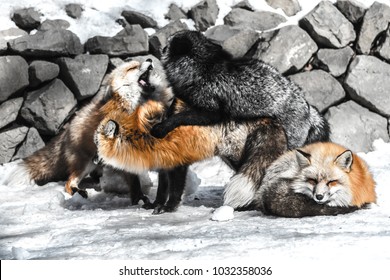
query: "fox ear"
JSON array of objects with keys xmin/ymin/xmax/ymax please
[
  {"xmin": 169, "ymin": 35, "xmax": 192, "ymax": 57},
  {"xmin": 295, "ymin": 149, "xmax": 311, "ymax": 168},
  {"xmin": 335, "ymin": 150, "xmax": 353, "ymax": 172}
]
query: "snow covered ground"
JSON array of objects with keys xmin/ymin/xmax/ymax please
[
  {"xmin": 1, "ymin": 139, "xmax": 390, "ymax": 261},
  {"xmin": 1, "ymin": 1, "xmax": 390, "ymax": 278}
]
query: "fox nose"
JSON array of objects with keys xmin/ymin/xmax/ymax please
[
  {"xmin": 145, "ymin": 58, "xmax": 154, "ymax": 70},
  {"xmin": 315, "ymin": 194, "xmax": 324, "ymax": 201}
]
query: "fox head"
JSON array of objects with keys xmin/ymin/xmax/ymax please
[
  {"xmin": 291, "ymin": 148, "xmax": 354, "ymax": 207},
  {"xmin": 161, "ymin": 30, "xmax": 233, "ymax": 72},
  {"xmin": 108, "ymin": 58, "xmax": 173, "ymax": 112}
]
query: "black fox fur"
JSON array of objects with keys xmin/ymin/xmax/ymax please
[{"xmin": 152, "ymin": 30, "xmax": 329, "ymax": 149}]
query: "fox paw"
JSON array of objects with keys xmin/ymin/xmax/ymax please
[
  {"xmin": 71, "ymin": 187, "xmax": 88, "ymax": 199},
  {"xmin": 152, "ymin": 204, "xmax": 178, "ymax": 215},
  {"xmin": 131, "ymin": 195, "xmax": 150, "ymax": 206},
  {"xmin": 142, "ymin": 201, "xmax": 156, "ymax": 210}
]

⁂

▶ _WORK INSTRUCTIONS_: Copy out each line of the data where the string "query" appears.

▶ _EXERCISE RESPONSE_:
query: "fox ear"
query: "snow covered ground"
query: "fox nose"
query: "fox head"
query: "black fox fur"
query: "fox paw"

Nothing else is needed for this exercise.